Work order 1:
Answer these questions about the text on the new higher education bills:
(a) What will the public university system lose to higher-paying institutions?
(b) Which two existing bodies are the new regulatory authorities compared with?
(c) In which publication did Howard Hutson's article 'Don't Look to the Ivy League' appear?
Work order 2: Reproduce word for word the part of the text on the new higher education bills starting with "2. National Knowledge" and going on through "10 May 2011).".

Page text:
The new bills pending before Parliament will intervene in this field, but not by seeking the cooperation of the states in improving standards and extending educational opportunity. Rather, they impose legislative authority from above in the form of regulatory bodies, while setting up better funded central institutions and allowing private and foreign universities to offer educational services at market rates. The combination of an inexperienced but rigid administration, and new institutions tapping into the Indian bourgeoisie’s hunger for degrees and status, is likely to have disastrous implications for the public university system. It will lose its best faculty and researchers to higher-paying institutions, while it is starved of the funds needed to satisfy bureaucratic norms. Meanwhile, the new regulatory authorities are unlikely to prove any more efficient than the UGC or more honest than the AICTE. Those who forget history are condemned to repeat it.
Footnotes:
1. Supriya Chaudhuri, ‘What is to be Done? Economies of Knowledge’, Thesis Eleven 105(1), February 2011, pp. 7-22.
2. National Knowledge Commission, Report to the Nation, 2006-2009. Government of India, Delhi, March 2009. See http://www. knowledgecommission.gov.in/downloads/ report2009/eng/report09.pdf (Accessed 10 May 2011), and Yash Pal Committee, Government of India, June 2009. Report of the Committee to Advise on Renovation and Rejuvenation of Higher Education. http://www.academics-india.com/Yashpal-committee-report.pdf (Accessed 10 May 2011).
3. Howard Hutson, ‘Don’t Look to the Ivy League’, London Review of Books 33(10), 19 May 2011, pp. 20-22.

Provided data:
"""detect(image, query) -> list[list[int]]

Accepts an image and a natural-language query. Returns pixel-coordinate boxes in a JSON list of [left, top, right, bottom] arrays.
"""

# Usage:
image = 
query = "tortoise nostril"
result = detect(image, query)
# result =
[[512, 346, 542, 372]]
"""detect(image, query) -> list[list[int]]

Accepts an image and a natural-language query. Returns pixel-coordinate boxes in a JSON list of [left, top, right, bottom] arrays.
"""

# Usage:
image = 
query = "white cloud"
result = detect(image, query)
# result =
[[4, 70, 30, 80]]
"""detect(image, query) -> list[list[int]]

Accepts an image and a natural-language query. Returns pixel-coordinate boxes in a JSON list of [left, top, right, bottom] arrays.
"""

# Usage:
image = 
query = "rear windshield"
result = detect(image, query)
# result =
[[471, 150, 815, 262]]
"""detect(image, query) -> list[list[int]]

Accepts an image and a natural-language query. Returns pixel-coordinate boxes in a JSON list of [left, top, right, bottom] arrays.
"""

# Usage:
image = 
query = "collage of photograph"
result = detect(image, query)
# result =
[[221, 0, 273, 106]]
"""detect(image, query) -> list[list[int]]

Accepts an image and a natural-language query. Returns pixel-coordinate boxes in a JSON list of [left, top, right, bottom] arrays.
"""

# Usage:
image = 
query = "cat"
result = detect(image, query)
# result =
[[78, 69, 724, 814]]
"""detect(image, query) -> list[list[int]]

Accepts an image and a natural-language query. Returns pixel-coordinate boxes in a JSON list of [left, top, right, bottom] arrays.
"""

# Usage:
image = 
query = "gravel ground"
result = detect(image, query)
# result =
...
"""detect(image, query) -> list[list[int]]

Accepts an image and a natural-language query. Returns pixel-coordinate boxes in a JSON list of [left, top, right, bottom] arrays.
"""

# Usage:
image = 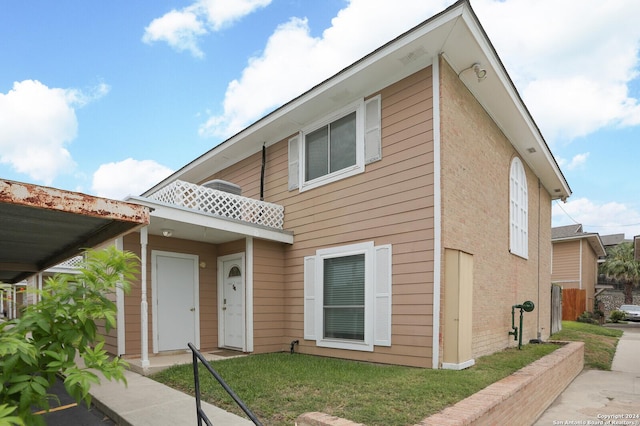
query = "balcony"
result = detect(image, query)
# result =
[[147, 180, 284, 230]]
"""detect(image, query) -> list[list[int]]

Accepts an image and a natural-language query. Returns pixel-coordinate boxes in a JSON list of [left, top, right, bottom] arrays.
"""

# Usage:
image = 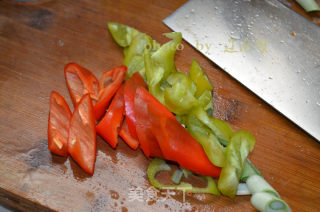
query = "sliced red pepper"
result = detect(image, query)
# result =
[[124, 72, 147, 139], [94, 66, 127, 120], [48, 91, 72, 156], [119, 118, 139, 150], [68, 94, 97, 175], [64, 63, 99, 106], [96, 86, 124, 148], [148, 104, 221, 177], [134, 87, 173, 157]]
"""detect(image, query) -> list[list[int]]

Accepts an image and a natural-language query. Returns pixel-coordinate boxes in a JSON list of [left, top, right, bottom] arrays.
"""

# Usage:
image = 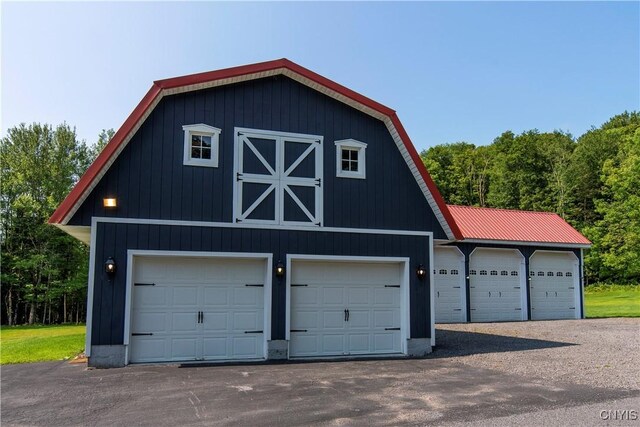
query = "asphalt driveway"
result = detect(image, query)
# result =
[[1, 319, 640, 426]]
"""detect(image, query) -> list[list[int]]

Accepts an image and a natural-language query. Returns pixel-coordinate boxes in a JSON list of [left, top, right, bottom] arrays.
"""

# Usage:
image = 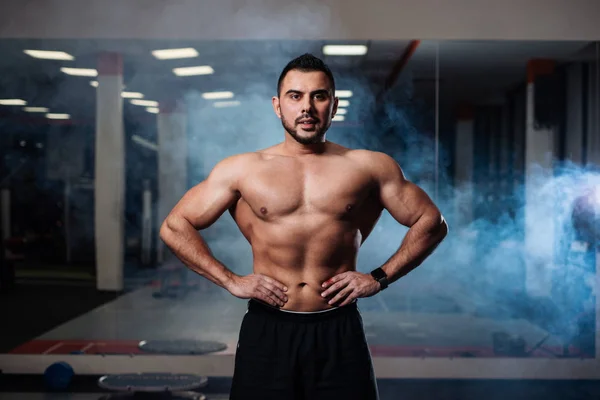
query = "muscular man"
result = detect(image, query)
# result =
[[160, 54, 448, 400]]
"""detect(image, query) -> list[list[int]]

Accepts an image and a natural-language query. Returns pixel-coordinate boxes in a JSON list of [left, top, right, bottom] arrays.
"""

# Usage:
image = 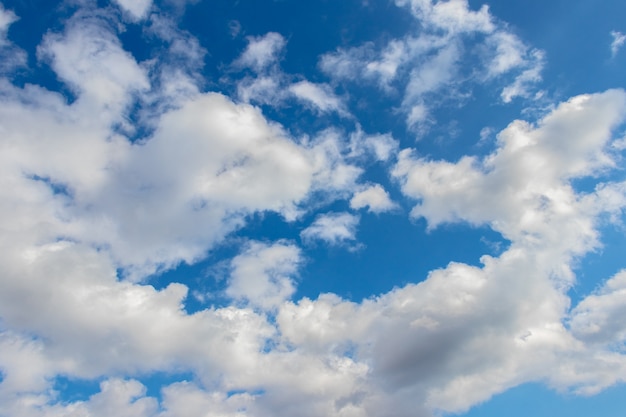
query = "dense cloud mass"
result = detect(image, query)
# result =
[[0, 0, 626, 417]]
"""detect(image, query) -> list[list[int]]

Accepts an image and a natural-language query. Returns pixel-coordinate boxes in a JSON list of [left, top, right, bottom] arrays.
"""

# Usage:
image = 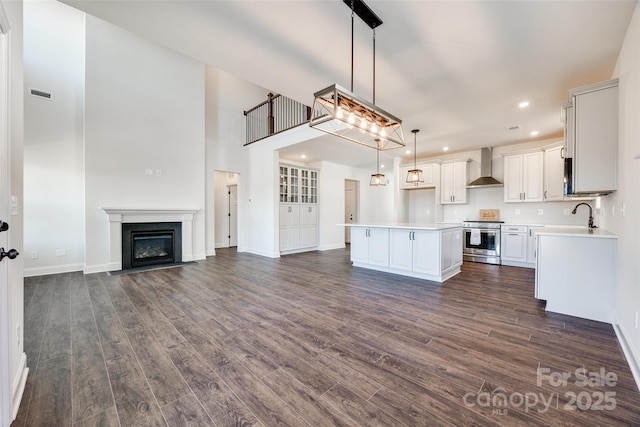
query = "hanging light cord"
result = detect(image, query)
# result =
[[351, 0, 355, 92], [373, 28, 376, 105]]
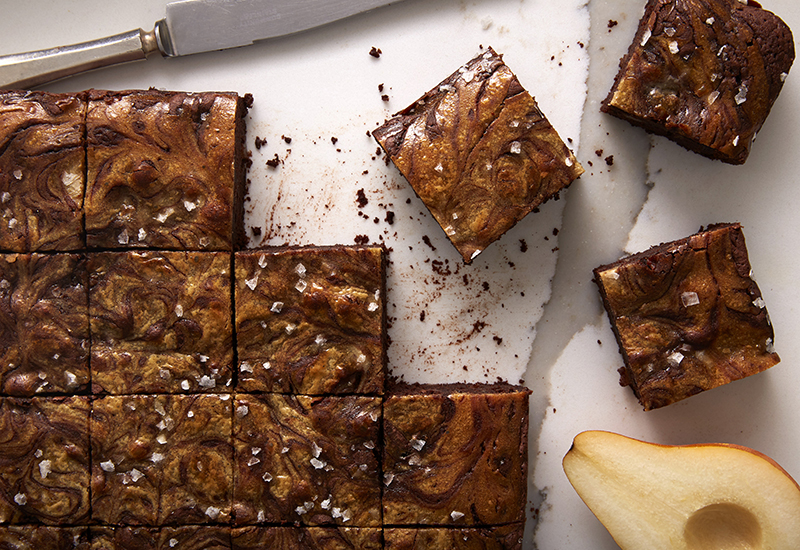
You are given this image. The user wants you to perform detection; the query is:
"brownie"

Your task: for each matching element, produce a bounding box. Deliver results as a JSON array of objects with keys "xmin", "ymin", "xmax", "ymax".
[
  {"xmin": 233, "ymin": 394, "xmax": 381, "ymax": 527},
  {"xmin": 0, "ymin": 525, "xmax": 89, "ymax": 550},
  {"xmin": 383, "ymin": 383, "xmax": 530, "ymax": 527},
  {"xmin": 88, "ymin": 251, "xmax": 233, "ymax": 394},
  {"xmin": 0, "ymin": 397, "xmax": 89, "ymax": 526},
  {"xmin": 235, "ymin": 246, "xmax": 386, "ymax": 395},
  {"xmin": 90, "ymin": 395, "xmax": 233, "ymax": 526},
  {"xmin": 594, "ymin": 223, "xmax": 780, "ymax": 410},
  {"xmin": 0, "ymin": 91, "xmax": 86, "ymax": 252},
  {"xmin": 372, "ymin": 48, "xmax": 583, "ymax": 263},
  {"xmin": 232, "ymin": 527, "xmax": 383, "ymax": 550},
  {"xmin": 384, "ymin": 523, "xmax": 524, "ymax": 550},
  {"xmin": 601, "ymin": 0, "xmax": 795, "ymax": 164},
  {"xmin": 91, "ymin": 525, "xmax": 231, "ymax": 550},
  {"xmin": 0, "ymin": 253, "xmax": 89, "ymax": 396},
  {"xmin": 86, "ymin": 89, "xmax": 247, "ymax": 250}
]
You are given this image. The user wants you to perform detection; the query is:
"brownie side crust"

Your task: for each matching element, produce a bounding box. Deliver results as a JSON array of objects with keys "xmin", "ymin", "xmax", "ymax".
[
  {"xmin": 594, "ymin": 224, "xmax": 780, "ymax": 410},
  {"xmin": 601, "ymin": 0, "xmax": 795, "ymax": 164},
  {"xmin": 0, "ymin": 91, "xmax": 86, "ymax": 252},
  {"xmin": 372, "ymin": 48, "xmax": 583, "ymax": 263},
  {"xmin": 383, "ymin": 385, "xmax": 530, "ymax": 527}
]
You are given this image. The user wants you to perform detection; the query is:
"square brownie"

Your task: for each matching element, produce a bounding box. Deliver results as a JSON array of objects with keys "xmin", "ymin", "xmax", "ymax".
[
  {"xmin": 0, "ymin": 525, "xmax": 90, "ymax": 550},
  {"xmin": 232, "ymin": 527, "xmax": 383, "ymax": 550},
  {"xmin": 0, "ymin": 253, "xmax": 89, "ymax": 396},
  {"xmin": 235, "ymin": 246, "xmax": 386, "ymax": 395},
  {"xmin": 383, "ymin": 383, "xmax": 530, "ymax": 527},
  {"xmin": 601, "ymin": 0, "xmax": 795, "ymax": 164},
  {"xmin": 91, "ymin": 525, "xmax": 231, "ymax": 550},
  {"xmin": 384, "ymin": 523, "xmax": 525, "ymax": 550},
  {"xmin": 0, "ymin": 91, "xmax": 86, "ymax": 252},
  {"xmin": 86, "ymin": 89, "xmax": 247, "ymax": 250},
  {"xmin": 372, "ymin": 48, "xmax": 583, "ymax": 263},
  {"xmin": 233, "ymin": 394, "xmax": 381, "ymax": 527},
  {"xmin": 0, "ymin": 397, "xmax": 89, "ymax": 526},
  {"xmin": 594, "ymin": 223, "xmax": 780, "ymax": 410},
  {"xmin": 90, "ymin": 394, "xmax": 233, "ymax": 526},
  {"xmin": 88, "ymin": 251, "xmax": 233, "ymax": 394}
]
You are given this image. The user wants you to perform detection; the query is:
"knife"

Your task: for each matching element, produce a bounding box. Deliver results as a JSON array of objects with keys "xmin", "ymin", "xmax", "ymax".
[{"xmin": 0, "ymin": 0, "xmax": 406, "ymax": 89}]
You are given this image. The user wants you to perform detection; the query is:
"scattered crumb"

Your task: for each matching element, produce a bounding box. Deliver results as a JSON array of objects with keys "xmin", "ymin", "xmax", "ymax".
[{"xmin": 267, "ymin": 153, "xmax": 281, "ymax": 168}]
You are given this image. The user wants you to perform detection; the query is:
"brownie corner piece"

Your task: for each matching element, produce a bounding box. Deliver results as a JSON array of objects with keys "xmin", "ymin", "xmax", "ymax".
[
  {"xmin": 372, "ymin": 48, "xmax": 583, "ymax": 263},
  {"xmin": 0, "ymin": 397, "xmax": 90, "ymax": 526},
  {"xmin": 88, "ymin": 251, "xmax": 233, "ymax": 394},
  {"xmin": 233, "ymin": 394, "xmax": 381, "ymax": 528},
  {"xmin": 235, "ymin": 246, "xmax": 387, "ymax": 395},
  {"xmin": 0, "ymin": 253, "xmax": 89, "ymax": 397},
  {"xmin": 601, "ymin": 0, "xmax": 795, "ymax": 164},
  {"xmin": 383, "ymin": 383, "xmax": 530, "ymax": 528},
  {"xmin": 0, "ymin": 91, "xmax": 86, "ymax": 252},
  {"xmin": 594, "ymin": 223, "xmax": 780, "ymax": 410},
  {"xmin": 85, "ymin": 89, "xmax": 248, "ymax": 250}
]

Exercise solution 1:
(a) Its best faculty and researchers.
(b) The UGC and the AICTE.
(c) The London Review of Books.

Exercise solution 2:
2. National Knowledge Commission, Report to the Nation, 2006-2009. Government of India, Delhi, March 2009. See http://www. knowledgecommission.gov.in/downloads/ report2009/eng/report09.pdf (Accessed 10 May 2011), and Yash Pal Committee, Government of India, June 2009. Report of the Committee to Advise on Renovation and Rejuvenation of Higher Education. http://www.academics-india.com/Yashpal-committee-report.pdf (Accessed 10 May 2011).